Instructions to follow:
Locate the line containing "The function MUST provide one point per instance of the tire" in the material below. Copy that line and all following lines through the end exactly, omitting any pictures.

Dataset entries:

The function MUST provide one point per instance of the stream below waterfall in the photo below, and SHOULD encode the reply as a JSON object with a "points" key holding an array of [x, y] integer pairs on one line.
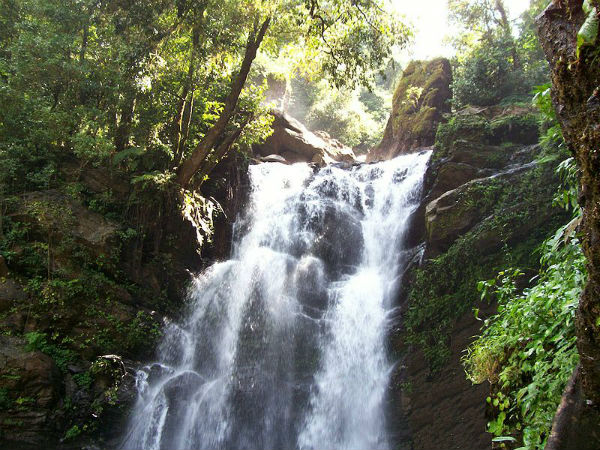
{"points": [[284, 345]]}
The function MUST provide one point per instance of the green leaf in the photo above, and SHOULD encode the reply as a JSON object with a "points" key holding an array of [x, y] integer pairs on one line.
{"points": [[127, 153], [589, 30]]}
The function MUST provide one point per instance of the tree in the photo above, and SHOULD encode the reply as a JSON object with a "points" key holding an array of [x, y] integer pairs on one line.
{"points": [[351, 38]]}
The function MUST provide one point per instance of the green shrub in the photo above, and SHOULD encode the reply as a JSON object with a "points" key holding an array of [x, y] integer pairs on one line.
{"points": [[528, 349], [39, 341]]}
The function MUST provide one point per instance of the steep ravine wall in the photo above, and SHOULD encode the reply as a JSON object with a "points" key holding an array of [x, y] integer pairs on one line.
{"points": [[576, 96], [68, 348], [486, 206]]}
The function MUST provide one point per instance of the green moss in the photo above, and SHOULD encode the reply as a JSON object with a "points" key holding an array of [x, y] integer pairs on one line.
{"points": [[445, 288], [517, 128], [420, 100], [468, 127]]}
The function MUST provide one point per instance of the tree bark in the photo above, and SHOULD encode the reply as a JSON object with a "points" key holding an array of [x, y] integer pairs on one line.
{"points": [[190, 166], [576, 97]]}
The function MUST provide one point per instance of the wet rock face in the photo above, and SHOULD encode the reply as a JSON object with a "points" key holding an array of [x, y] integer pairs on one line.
{"points": [[27, 419], [420, 100], [293, 142]]}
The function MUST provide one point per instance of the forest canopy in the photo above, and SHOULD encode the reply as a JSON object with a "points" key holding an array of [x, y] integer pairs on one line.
{"points": [[163, 87]]}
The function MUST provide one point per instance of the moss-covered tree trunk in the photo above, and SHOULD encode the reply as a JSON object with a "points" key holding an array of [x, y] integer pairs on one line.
{"points": [[576, 96]]}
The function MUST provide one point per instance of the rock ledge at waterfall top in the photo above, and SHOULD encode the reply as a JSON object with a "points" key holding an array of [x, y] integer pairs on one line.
{"points": [[293, 142], [420, 101]]}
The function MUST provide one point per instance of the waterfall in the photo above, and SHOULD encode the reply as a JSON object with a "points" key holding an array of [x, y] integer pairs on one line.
{"points": [[284, 345]]}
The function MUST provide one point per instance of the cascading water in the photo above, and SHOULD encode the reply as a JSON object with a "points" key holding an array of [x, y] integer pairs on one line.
{"points": [[284, 344]]}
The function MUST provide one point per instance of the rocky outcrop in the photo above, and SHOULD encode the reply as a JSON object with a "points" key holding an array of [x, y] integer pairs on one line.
{"points": [[485, 207], [576, 96], [292, 141], [25, 420], [85, 280], [420, 102]]}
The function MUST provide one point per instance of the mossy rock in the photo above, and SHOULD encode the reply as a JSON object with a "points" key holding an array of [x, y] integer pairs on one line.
{"points": [[420, 101], [515, 128]]}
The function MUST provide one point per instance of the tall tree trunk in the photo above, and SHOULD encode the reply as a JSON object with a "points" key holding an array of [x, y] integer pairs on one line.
{"points": [[505, 23], [222, 150], [576, 97], [191, 165]]}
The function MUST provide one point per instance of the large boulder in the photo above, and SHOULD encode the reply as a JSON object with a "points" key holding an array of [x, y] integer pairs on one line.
{"points": [[295, 143], [420, 101]]}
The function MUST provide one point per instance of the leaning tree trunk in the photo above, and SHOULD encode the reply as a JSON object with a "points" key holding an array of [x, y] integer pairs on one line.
{"points": [[576, 97], [193, 163]]}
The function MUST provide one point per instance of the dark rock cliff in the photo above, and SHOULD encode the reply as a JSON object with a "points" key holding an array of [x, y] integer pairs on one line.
{"points": [[576, 97], [486, 206], [73, 331]]}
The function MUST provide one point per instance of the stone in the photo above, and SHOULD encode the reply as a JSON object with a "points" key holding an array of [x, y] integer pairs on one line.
{"points": [[274, 158], [420, 102], [11, 292], [452, 175], [34, 378], [3, 267], [295, 143]]}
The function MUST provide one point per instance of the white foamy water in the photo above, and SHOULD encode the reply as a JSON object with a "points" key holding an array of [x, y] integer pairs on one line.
{"points": [[284, 345]]}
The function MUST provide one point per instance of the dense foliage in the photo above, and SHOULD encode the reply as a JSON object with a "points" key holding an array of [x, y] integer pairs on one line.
{"points": [[115, 118], [497, 60], [527, 350]]}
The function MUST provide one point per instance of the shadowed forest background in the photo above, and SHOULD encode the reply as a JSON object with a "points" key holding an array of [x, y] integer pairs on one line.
{"points": [[126, 132]]}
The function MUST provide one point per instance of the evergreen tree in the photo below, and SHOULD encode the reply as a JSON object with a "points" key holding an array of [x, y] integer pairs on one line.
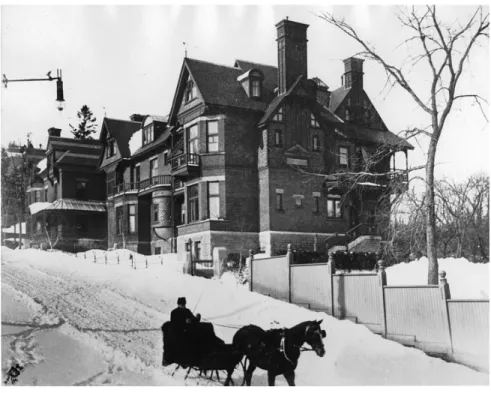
{"points": [[87, 125]]}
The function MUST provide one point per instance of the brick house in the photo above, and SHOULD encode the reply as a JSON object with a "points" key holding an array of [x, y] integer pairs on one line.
{"points": [[137, 166], [251, 156], [67, 196]]}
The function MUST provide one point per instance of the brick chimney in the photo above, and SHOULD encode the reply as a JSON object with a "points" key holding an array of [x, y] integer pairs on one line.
{"points": [[137, 117], [54, 131], [353, 74], [292, 53]]}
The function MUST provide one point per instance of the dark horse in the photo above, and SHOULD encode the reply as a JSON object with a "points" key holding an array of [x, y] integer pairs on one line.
{"points": [[277, 351], [199, 348]]}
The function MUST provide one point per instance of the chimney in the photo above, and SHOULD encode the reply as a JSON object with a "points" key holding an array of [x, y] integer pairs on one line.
{"points": [[292, 53], [54, 131], [137, 117], [353, 74]]}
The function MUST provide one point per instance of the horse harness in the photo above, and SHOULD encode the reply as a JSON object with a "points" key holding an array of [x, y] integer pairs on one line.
{"points": [[283, 348]]}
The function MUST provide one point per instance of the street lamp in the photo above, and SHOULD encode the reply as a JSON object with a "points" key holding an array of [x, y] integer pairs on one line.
{"points": [[60, 101]]}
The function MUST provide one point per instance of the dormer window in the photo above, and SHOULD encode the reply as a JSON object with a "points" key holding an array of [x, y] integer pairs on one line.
{"points": [[251, 82], [111, 147], [148, 134], [313, 122], [279, 115], [190, 91], [256, 88]]}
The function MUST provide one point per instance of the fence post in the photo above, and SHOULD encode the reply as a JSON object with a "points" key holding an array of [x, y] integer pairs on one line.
{"points": [[289, 259], [331, 269], [250, 263], [445, 293], [382, 281]]}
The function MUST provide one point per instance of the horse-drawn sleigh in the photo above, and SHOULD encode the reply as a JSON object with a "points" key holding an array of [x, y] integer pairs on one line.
{"points": [[277, 350]]}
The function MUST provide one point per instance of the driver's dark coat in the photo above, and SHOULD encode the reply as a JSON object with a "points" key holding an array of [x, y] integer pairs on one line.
{"points": [[178, 318]]}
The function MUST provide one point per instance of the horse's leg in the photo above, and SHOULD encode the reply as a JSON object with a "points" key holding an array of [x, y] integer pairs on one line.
{"points": [[244, 368], [175, 370], [248, 373], [290, 377]]}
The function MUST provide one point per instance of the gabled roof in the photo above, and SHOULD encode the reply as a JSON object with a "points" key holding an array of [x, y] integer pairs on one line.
{"points": [[121, 130], [320, 111], [337, 96], [218, 84], [370, 135], [149, 146]]}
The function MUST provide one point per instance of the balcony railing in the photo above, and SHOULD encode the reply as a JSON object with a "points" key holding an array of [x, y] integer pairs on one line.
{"points": [[184, 160], [140, 186]]}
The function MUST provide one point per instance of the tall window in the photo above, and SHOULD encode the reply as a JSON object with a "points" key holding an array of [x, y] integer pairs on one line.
{"points": [[137, 174], [132, 218], [193, 203], [193, 141], [155, 212], [279, 201], [334, 209], [110, 148], [190, 91], [256, 88], [343, 156], [278, 138], [212, 137], [154, 167], [213, 200], [279, 115], [313, 121], [316, 204], [119, 220], [148, 134], [81, 187]]}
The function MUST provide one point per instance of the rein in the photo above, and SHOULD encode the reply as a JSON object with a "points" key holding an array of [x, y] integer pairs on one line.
{"points": [[283, 349]]}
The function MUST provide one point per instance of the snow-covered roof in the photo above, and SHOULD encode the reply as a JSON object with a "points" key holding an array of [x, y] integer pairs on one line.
{"points": [[42, 165], [16, 230], [36, 207], [136, 141]]}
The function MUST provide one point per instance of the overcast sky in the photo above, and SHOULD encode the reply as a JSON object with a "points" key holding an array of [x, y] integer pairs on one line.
{"points": [[121, 60]]}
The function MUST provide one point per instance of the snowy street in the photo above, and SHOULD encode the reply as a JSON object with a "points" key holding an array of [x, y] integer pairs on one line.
{"points": [[70, 321]]}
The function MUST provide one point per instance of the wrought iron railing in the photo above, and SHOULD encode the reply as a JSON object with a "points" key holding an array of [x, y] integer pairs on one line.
{"points": [[184, 160], [142, 185]]}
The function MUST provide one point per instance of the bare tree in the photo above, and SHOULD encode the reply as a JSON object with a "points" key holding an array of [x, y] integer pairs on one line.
{"points": [[445, 48]]}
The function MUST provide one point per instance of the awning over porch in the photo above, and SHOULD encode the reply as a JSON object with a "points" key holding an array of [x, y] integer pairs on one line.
{"points": [[74, 205]]}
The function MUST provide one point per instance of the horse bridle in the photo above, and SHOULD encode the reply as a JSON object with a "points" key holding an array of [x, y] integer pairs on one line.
{"points": [[321, 333]]}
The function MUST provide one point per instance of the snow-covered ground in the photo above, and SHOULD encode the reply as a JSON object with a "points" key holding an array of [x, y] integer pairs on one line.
{"points": [[110, 315], [467, 280]]}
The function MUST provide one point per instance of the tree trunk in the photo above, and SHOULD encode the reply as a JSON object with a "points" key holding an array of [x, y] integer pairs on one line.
{"points": [[430, 215]]}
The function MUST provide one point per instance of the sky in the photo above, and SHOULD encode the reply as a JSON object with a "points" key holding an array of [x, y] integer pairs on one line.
{"points": [[121, 60]]}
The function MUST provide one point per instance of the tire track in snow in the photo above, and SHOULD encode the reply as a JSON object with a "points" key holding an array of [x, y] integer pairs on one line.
{"points": [[121, 322]]}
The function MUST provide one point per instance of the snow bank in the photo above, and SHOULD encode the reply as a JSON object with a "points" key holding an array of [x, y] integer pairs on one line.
{"points": [[467, 280], [124, 308]]}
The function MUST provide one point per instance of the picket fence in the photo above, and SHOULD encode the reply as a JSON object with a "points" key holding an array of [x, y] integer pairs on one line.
{"points": [[421, 316]]}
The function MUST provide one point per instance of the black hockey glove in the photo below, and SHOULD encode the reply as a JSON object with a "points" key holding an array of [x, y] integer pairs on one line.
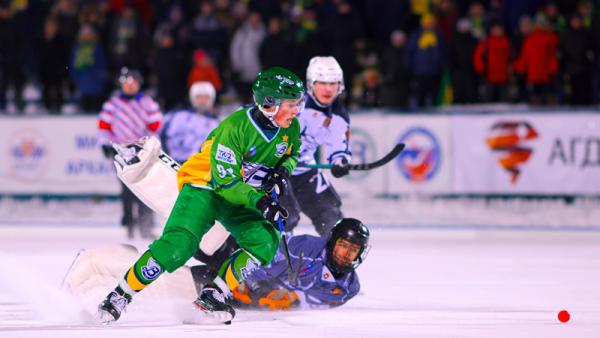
{"points": [[340, 168], [271, 210], [277, 179], [108, 151]]}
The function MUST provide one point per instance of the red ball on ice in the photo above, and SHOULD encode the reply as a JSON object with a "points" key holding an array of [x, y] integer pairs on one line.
{"points": [[564, 316]]}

Correct answer:
The function MUST provide one point per instance of the tire track in snow in the photo above, and SHOULD encode the reply as a JSON object with a "points" key holding an array of [x, y] integer pairs on one line.
{"points": [[121, 322]]}
The function MUST provide one point per instance of the snow bank in the photo above, and SHOULD encode the reply as a JSON object with a "points" key holding an array of [x, y] integer pairs on one line.
{"points": [[467, 280], [124, 308]]}
The function MUST provide one point per instance of the picket fence in the photo above, and SHOULD encode the reply as a JSON object with a "points" key holding an array of [x, y] integer pairs on one line.
{"points": [[421, 316]]}
The function MUST provide one point per instance of the black hockey glove in the photo below, and SHOULD encode the reply as a JSON object with a "points" key holding an array of [x, y] integer pairs on one line.
{"points": [[340, 168], [271, 210], [277, 179], [108, 151]]}
The function MUST provide one point per instance of the red ball on ice in the photo above, and SHOULD encode the reply as a JSON object with a "points" key holding an array of [x, y] integer pairs on one line.
{"points": [[564, 316]]}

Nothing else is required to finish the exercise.